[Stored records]
+ + +

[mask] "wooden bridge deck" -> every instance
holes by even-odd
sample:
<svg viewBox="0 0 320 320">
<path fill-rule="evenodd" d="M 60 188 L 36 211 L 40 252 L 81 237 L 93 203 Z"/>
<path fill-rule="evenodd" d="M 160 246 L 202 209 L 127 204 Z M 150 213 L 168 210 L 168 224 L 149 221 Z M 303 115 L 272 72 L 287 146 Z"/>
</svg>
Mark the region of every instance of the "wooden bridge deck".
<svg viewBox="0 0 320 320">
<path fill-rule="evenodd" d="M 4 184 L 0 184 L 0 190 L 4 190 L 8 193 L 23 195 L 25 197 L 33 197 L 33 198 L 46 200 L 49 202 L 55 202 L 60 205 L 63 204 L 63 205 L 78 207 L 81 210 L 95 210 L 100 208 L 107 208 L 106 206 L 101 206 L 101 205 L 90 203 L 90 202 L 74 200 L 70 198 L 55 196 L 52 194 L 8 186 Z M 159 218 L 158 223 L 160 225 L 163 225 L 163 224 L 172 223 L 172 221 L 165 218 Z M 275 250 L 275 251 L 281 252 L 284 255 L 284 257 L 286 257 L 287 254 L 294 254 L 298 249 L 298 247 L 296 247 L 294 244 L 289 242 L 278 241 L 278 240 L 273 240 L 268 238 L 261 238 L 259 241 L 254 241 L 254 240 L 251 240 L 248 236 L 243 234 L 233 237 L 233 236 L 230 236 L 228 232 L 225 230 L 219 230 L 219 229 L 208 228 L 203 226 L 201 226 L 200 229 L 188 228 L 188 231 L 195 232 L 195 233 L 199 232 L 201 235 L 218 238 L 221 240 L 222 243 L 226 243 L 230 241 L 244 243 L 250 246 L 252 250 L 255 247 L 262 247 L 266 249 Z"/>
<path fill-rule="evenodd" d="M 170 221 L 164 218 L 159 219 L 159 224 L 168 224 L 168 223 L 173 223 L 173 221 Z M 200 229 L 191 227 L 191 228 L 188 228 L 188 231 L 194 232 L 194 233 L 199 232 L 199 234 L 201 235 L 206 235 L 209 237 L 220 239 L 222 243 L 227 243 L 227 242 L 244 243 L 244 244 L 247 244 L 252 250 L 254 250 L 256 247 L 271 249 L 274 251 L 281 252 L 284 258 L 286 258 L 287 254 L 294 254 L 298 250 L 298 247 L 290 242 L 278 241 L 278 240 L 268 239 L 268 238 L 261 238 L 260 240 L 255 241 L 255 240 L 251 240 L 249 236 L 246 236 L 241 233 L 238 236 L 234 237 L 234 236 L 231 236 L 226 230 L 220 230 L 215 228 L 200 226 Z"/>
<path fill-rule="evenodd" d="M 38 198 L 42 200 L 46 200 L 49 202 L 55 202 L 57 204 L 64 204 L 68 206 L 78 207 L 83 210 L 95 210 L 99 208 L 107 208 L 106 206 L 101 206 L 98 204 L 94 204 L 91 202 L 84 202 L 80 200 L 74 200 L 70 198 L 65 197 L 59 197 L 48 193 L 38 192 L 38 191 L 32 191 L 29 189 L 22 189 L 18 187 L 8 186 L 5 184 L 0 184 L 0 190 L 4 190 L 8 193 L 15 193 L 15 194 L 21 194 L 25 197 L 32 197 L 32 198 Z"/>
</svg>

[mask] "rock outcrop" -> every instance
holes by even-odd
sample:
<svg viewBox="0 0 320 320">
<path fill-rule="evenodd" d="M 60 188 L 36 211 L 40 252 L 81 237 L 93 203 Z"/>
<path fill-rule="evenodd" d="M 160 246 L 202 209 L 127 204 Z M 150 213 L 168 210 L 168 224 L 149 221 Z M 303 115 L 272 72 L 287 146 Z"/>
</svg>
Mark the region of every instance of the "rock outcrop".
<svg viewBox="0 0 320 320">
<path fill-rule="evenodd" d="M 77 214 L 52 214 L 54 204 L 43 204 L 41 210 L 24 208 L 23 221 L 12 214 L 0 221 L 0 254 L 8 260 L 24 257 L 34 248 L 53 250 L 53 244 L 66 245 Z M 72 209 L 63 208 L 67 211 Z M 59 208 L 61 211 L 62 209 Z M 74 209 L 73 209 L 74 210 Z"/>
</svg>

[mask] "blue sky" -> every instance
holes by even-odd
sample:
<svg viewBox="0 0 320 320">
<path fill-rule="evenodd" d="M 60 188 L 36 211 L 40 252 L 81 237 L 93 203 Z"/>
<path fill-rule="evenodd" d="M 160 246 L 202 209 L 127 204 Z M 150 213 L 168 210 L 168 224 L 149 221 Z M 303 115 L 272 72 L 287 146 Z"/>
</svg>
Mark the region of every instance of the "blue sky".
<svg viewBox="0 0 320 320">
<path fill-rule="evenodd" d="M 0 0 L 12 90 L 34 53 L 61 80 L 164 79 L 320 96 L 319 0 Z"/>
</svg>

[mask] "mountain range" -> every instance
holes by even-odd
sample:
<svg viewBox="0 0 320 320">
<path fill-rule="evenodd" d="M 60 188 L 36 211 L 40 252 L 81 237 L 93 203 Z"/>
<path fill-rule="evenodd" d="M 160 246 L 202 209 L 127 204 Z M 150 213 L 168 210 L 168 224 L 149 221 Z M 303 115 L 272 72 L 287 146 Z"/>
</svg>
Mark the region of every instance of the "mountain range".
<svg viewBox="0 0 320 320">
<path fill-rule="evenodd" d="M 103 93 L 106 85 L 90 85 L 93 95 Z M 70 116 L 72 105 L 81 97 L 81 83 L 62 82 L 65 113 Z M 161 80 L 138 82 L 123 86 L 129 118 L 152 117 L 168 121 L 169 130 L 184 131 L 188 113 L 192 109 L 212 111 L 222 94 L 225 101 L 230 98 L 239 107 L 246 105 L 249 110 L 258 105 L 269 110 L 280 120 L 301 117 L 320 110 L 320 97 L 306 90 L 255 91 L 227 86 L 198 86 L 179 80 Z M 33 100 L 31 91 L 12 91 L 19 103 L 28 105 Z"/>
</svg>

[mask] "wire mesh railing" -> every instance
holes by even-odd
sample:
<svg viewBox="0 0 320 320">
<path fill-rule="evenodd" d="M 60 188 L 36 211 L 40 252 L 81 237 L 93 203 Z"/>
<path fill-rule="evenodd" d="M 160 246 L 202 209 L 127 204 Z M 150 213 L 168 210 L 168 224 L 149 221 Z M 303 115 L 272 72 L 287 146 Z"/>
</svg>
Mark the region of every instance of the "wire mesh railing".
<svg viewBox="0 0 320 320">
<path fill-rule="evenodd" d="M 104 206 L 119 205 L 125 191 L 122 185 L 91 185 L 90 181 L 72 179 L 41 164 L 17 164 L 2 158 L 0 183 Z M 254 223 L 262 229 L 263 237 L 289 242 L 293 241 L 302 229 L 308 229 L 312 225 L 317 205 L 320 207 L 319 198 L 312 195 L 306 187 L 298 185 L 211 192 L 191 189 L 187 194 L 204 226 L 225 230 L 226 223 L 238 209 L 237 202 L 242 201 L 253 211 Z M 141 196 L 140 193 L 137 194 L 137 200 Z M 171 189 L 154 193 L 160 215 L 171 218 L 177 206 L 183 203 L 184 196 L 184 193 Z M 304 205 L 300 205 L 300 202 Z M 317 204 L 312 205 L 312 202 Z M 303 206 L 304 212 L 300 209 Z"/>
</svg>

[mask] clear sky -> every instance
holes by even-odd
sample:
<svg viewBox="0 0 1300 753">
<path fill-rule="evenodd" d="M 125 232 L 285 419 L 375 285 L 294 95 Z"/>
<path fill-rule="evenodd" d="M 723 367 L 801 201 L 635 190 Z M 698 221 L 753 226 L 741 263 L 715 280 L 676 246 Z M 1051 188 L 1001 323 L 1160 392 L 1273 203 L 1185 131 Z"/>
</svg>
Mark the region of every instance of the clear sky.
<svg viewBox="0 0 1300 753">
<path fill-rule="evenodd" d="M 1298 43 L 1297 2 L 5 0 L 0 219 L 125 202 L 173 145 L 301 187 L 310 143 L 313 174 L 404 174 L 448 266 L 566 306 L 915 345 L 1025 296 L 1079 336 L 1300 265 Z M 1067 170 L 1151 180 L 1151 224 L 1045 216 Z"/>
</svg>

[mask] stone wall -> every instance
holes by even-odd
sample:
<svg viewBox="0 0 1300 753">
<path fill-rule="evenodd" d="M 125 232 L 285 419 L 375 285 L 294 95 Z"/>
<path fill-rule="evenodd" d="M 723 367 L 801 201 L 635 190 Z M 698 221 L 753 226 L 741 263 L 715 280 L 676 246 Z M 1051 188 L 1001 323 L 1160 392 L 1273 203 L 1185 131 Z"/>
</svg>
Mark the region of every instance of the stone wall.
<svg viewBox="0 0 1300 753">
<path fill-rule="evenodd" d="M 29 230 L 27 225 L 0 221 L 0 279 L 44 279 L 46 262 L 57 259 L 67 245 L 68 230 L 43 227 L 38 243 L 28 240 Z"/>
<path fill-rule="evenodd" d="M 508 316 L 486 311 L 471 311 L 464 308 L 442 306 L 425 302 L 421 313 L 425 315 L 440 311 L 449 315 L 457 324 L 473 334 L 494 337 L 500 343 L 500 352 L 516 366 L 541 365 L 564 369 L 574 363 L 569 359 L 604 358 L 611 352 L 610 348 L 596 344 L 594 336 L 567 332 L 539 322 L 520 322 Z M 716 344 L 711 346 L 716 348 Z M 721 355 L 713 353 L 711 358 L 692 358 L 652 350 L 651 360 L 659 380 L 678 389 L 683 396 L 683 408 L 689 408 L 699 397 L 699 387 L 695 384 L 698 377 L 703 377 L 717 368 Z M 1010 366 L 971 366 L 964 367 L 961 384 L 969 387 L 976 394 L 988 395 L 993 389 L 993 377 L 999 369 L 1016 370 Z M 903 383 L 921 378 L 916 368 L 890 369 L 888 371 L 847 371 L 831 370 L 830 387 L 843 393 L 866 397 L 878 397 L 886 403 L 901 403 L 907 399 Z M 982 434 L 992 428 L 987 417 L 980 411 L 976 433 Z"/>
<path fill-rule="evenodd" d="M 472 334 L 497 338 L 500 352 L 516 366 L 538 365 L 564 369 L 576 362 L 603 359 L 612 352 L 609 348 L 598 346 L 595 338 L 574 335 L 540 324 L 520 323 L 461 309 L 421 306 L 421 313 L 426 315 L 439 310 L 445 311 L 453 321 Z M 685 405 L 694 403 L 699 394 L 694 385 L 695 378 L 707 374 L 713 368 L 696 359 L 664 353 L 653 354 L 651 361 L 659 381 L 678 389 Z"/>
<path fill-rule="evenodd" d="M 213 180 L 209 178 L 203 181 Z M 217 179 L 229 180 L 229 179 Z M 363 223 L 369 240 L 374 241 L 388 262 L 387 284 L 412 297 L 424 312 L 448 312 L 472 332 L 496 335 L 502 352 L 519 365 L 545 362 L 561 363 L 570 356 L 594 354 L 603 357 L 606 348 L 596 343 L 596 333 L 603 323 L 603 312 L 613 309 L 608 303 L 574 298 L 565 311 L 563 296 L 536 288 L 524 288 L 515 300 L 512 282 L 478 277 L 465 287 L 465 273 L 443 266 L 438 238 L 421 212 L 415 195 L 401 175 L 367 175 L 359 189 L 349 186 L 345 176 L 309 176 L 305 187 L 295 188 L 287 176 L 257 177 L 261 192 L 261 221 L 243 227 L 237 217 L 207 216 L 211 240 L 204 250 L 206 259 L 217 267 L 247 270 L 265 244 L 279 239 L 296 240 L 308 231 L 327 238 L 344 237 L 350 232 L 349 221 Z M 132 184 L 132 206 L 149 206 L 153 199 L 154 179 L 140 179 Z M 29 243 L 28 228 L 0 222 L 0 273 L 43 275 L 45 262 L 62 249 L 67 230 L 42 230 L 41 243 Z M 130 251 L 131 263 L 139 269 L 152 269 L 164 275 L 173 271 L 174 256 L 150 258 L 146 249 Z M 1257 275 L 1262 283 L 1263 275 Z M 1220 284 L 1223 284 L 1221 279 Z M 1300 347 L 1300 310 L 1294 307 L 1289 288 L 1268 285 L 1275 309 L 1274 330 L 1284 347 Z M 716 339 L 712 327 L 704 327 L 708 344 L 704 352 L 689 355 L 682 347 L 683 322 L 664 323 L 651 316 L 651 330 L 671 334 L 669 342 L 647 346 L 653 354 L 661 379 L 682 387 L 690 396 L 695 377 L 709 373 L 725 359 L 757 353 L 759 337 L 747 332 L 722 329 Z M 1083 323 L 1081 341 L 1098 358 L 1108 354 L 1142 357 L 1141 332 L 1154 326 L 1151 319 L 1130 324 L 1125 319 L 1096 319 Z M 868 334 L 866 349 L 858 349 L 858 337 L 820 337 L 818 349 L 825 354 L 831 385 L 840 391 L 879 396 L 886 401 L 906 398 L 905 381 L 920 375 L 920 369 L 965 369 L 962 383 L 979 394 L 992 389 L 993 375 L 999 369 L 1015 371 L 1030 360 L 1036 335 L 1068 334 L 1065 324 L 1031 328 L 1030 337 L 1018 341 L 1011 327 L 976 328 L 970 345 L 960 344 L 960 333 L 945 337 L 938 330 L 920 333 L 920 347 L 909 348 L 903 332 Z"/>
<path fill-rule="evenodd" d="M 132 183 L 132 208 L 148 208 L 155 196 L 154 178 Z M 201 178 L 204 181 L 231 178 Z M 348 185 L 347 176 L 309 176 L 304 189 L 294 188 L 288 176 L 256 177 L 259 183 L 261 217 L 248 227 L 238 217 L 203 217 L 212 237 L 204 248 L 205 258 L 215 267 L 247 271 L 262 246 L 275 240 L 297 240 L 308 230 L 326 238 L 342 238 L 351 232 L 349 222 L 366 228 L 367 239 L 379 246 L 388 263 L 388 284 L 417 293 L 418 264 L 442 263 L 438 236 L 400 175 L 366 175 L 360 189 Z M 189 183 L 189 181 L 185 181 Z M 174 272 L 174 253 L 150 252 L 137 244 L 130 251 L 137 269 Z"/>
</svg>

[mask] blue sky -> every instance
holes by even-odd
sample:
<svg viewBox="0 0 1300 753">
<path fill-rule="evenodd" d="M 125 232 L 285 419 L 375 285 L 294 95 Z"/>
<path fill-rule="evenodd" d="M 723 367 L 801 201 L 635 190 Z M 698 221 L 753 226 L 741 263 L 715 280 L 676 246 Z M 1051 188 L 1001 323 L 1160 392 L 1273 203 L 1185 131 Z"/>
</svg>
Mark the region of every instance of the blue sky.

+ + +

> _PROBLEM DETAILS_: Wherever the word "mask" appears in the records above, copy that line.

> _TASK ANSWER_:
[mask] "wooden bridge deck" -> every instance
[mask] "rock outcrop" -> every instance
[mask] "blue sky" -> every instance
[mask] "mountain range" -> every instance
[mask] "wire mesh railing" -> every instance
[mask] clear sky -> every instance
[mask] stone wall -> every instance
[mask] blue sky -> every instance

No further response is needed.